What to work on: Within the records, find every line that includes the word "green" and copy it.

[Dataset items]
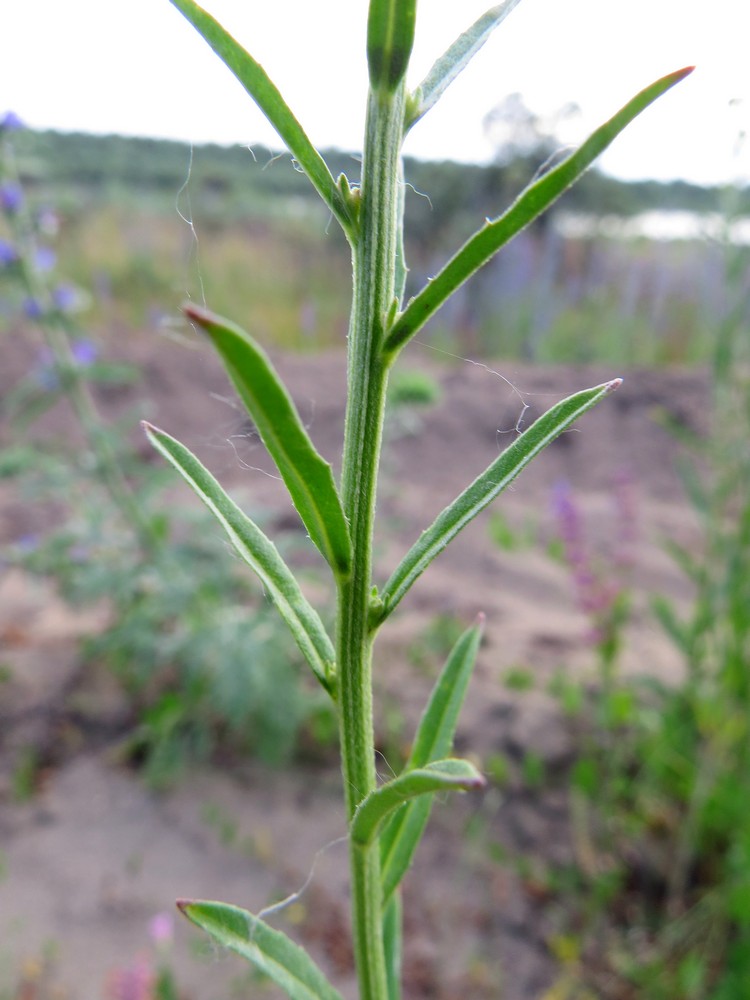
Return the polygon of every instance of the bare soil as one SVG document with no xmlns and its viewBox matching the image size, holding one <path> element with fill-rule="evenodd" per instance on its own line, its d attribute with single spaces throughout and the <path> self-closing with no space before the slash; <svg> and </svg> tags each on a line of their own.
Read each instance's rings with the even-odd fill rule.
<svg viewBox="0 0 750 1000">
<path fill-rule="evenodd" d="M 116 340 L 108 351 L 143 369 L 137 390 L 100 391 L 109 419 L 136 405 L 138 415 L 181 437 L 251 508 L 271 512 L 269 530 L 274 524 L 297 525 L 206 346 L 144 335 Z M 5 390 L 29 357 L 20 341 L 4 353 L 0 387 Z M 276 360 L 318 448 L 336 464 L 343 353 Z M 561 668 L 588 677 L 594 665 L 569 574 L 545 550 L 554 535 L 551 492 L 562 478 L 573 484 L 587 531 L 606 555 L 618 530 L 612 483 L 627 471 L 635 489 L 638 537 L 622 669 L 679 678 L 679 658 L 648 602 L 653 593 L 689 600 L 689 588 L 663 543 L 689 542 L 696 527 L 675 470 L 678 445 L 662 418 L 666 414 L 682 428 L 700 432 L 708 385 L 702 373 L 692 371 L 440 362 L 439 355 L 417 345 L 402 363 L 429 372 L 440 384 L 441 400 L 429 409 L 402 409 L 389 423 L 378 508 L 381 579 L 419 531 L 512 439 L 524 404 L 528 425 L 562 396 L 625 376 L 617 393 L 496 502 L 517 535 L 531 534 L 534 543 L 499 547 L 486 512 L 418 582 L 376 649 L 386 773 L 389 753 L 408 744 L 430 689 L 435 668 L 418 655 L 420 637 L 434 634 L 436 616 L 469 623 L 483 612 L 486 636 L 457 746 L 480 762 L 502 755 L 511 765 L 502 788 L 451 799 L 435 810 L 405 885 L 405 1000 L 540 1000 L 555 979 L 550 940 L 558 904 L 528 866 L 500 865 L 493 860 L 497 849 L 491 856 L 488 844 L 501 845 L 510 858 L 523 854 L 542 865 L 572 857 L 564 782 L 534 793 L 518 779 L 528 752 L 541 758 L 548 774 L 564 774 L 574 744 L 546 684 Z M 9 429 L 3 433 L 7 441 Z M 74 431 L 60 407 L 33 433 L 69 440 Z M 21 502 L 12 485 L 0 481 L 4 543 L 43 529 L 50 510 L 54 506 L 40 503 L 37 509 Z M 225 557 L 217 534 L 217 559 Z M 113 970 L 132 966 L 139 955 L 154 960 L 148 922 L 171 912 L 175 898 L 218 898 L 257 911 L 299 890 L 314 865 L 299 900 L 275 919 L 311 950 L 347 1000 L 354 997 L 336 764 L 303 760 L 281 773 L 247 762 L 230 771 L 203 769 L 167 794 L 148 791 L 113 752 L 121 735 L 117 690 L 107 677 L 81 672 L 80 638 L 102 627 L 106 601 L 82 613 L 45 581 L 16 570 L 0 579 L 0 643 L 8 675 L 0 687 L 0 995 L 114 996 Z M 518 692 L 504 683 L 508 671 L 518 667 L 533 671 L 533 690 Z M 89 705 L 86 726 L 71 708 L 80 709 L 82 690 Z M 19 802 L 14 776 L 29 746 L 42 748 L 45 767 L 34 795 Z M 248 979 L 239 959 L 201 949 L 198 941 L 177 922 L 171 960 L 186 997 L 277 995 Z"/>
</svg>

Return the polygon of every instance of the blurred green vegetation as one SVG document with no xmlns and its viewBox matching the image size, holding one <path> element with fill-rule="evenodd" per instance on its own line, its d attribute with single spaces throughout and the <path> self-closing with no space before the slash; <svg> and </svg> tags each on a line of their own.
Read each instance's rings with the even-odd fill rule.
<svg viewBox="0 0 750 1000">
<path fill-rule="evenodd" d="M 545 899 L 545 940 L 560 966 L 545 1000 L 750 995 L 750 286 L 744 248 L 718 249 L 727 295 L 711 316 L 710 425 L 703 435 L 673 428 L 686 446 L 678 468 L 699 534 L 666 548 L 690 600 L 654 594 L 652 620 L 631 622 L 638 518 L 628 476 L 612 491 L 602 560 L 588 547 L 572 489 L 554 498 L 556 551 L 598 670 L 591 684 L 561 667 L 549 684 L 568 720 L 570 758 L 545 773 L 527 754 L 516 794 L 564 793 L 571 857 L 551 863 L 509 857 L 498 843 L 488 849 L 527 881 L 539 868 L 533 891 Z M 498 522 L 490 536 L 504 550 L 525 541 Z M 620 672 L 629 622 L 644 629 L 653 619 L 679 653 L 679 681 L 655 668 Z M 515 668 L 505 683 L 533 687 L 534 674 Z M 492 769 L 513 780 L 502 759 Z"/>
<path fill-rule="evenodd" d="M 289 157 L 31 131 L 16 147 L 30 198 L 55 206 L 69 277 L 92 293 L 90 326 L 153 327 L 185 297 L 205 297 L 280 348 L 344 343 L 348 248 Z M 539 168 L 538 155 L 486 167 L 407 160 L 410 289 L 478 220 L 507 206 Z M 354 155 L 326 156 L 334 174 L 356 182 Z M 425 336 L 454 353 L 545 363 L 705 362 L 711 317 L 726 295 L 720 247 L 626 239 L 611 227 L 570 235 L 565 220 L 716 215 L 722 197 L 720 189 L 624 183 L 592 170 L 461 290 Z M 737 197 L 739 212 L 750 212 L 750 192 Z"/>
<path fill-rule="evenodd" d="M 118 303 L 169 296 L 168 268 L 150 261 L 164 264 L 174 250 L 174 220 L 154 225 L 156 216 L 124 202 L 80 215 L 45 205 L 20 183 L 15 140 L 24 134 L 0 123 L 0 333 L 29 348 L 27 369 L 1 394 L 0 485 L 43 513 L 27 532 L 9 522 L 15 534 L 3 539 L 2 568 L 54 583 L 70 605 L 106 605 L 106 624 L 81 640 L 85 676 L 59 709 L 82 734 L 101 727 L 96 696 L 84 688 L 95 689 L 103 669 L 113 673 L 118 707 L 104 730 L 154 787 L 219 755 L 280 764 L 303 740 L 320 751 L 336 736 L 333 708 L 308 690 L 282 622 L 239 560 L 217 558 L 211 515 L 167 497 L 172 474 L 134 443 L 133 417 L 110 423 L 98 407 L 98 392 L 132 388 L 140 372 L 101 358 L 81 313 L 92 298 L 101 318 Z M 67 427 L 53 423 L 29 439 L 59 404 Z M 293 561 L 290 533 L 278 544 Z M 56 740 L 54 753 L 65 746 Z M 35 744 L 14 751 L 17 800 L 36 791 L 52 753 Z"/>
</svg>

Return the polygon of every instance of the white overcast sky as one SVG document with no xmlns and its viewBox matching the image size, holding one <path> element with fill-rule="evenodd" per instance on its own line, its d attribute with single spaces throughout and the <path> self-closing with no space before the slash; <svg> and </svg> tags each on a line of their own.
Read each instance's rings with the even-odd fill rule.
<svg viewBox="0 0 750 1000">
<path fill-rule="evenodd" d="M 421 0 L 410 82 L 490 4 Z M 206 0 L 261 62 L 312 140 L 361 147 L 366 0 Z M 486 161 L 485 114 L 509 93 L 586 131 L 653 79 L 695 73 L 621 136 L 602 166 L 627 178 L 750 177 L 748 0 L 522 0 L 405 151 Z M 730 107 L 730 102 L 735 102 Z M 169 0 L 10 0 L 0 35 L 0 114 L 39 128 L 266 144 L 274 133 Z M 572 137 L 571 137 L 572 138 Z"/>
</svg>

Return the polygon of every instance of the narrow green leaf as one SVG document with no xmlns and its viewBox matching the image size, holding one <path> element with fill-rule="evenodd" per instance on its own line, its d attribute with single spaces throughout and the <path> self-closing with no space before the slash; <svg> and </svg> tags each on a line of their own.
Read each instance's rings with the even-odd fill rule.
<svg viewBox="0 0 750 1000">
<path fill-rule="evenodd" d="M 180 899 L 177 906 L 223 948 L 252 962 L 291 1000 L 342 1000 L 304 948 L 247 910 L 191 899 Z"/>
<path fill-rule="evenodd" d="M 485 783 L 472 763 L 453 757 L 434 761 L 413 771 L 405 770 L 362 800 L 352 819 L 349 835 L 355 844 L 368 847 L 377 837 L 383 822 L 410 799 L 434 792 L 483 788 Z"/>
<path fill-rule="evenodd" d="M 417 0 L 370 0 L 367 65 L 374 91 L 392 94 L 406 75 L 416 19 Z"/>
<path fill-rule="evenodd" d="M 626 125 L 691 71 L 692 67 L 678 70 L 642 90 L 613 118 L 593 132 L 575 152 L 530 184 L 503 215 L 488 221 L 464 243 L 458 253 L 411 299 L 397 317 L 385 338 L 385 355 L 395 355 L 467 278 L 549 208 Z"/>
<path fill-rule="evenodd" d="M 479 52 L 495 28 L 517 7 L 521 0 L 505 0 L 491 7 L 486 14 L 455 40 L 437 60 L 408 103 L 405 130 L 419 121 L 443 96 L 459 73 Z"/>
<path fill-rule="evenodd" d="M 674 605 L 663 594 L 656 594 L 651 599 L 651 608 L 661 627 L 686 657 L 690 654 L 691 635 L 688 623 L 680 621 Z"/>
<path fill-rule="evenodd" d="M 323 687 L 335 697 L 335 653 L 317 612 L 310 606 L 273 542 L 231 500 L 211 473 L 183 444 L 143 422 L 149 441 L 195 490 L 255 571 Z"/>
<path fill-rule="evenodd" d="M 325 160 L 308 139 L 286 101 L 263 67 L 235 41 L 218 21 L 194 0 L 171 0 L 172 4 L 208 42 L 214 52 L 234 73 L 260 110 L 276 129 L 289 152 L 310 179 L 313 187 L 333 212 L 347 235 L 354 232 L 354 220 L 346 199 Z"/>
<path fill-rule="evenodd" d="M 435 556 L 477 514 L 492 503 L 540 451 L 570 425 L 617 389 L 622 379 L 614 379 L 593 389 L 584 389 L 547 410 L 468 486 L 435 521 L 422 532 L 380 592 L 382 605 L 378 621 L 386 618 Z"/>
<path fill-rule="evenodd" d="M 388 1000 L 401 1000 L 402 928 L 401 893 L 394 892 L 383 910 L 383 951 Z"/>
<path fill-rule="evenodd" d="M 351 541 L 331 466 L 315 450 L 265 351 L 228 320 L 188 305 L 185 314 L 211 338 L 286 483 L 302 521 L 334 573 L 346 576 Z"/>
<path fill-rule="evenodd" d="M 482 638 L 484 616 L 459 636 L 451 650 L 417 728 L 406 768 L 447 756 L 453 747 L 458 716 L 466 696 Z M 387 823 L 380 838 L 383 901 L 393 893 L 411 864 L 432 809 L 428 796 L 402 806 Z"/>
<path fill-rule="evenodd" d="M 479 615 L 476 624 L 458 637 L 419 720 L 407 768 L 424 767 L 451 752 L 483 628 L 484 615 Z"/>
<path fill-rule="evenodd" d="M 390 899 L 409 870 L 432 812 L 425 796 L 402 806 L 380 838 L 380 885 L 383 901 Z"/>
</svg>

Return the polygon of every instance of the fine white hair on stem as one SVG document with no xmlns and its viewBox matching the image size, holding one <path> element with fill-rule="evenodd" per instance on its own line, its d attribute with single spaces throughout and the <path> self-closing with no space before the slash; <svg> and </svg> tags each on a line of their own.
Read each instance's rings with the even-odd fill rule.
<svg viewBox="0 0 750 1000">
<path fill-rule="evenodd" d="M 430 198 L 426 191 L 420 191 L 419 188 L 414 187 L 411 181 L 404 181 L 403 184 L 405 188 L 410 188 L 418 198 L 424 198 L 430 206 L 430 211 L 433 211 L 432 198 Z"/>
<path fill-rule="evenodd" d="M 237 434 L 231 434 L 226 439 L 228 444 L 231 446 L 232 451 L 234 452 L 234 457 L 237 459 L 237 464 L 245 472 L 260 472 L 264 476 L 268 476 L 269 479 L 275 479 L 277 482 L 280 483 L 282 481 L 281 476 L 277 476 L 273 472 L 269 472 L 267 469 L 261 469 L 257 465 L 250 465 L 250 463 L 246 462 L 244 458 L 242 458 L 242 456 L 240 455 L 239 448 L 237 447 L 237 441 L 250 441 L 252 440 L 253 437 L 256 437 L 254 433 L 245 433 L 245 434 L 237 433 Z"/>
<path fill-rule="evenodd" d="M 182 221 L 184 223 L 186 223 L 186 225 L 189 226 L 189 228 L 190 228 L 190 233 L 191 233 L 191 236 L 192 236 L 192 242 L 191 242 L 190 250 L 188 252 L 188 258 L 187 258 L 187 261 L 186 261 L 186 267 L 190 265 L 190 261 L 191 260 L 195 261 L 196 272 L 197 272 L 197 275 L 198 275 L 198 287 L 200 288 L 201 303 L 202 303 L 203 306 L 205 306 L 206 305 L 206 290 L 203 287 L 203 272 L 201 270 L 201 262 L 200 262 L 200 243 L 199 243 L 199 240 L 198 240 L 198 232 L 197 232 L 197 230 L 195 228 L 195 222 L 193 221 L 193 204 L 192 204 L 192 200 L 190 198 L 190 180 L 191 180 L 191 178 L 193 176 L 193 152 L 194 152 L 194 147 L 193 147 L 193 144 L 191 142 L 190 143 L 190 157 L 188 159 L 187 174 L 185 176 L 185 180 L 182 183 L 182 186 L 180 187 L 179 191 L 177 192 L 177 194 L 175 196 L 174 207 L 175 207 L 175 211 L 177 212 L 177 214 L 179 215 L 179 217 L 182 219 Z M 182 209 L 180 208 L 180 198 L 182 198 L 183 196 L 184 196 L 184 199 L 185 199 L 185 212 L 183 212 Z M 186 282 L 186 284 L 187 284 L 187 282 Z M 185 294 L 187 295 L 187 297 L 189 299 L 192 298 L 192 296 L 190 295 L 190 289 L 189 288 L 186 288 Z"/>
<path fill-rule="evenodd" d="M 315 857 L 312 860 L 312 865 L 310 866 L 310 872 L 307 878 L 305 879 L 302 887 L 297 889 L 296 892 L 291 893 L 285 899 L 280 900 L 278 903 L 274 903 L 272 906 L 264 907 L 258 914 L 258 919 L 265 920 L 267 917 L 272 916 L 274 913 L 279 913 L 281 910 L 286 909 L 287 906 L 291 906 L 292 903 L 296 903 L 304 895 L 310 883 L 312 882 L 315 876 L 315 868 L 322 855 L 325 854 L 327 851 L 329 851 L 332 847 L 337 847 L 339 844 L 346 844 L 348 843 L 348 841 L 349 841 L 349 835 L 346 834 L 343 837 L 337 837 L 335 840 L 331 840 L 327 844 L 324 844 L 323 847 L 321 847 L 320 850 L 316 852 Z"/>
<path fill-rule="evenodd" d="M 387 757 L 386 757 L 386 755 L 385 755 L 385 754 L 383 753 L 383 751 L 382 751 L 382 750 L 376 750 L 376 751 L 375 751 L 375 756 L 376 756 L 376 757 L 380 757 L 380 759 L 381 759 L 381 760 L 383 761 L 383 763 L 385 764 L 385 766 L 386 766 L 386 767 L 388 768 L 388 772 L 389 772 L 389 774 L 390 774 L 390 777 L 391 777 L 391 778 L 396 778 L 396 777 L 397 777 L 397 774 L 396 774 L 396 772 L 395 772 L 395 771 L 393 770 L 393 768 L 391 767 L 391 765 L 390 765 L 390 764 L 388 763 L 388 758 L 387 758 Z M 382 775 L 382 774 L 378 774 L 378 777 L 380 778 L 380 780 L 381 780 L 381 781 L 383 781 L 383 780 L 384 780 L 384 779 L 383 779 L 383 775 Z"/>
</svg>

Response to this task:
Return the polygon of every instance of the blurred green vegetation as one SVG document with no xmlns and its viewBox matching the image size, holding one <path> element with fill-rule="evenodd" per instance on its own line, its d attribute with single spaces throughout and the <path> self-closing with no space before the slash; <svg> and </svg> tags each on a line of their own.
Return the polygon of every instance of the narrow green leaf as one SVG document with no xmlns and its viewBox matching the image size, holding one <path> element with fill-rule="evenodd" per instance on its own line, its d attribute with single spaces throughout and the <path> self-closing with no space before the slash; <svg> and </svg> tags each on a line of their own.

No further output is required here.